Exercise:
Can you write out every line of the listing below word for word, with nothing left out or changed?

Saved data entries:
+++

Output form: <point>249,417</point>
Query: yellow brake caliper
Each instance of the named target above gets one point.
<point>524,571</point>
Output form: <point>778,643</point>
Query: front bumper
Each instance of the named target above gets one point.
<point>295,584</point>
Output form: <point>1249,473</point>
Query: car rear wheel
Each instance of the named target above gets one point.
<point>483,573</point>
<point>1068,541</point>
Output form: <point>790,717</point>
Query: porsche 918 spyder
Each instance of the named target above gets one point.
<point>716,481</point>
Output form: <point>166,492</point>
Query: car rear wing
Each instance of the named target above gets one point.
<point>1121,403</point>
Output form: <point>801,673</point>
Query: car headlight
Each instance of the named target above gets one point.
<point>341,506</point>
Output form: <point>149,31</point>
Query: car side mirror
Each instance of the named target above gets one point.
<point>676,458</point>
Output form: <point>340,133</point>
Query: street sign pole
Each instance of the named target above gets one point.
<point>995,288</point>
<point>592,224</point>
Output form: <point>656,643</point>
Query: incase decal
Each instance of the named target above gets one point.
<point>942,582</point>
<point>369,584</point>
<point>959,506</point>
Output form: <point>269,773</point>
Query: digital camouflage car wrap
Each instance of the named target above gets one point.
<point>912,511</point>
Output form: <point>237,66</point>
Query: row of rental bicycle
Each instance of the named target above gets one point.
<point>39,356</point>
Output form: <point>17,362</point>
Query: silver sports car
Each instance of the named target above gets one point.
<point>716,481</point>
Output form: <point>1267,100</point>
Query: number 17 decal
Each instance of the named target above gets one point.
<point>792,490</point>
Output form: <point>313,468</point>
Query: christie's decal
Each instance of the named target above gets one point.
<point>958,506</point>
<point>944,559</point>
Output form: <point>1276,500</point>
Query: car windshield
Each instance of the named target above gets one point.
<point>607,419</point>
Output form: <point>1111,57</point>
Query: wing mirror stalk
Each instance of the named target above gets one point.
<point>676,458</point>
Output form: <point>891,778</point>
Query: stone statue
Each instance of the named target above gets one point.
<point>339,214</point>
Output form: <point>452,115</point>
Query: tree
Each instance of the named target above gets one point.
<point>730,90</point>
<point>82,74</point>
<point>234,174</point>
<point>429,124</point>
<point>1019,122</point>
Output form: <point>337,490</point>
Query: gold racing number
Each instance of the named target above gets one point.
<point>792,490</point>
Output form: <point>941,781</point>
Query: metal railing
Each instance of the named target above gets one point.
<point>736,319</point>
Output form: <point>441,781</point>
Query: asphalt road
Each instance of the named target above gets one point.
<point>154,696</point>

+++

Written answer:
Output form: <point>249,417</point>
Query: yellow brake caliper
Each instance of the named target above gets one point.
<point>524,571</point>
Output form: <point>778,643</point>
Query: front bumper
Each instance of the named target above gets one point.
<point>295,584</point>
Output form: <point>1249,473</point>
Query: car rear wheel
Each instance of the named target above gets one point.
<point>483,573</point>
<point>1068,541</point>
Output form: <point>790,717</point>
Query: porsche 918 spyder
Each instance of the named target above gets one point.
<point>716,481</point>
Output form: <point>166,492</point>
Query: car rear wing
Each instance of the named target above gets one point.
<point>1121,403</point>
Output form: <point>801,673</point>
Query: car headlight
Each instance of the named target above gets one point.
<point>341,506</point>
Output form: <point>149,31</point>
Query: car side mirror
Each instance of the named target above gets one point.
<point>676,458</point>
Output form: <point>340,133</point>
Query: street sign pole
Each instance of the named target above gets one point.
<point>995,288</point>
<point>592,224</point>
Output form: <point>656,643</point>
Query: incase decal
Each instance of the named target above gets one point.
<point>942,582</point>
<point>369,584</point>
<point>959,506</point>
Output form: <point>269,773</point>
Query: digital camouflage car wrap
Each instance of the named target above gets one point.
<point>912,511</point>
Output form: <point>237,66</point>
Query: row of rental bicycle
Each instance of the named target above gets one point.
<point>39,356</point>
Output form: <point>17,362</point>
Query: silver sports car
Each instance of the named target above gets one point.
<point>716,481</point>
Output form: <point>1267,100</point>
Query: number 17 decal
Each instance of the named target above gets one point.
<point>792,490</point>
Output form: <point>313,468</point>
Query: christie's decal
Each instance of the named target above gets one point.
<point>958,506</point>
<point>944,559</point>
Output form: <point>1276,500</point>
Query: car windshield
Each instance of the named target above gets one point.
<point>607,419</point>
Output form: <point>1111,57</point>
Query: wing mirror stalk
Each instance of the named target above gets one point.
<point>676,458</point>
Output form: <point>891,778</point>
Query: stone statue
Each instance of the named target above gets one point.
<point>339,214</point>
Output form: <point>452,115</point>
Query: tree
Each instance of the named target above gets one point.
<point>730,90</point>
<point>82,74</point>
<point>234,174</point>
<point>429,124</point>
<point>1019,122</point>
Output form: <point>337,490</point>
Query: gold racing number
Each instance of the named target above gets one point.
<point>792,490</point>
Output form: <point>941,781</point>
Query: metal railing
Each instance of the named target above gets one point.
<point>736,319</point>
Output form: <point>441,781</point>
Query: asphalt road
Each instance of the named target above gets one point.
<point>154,696</point>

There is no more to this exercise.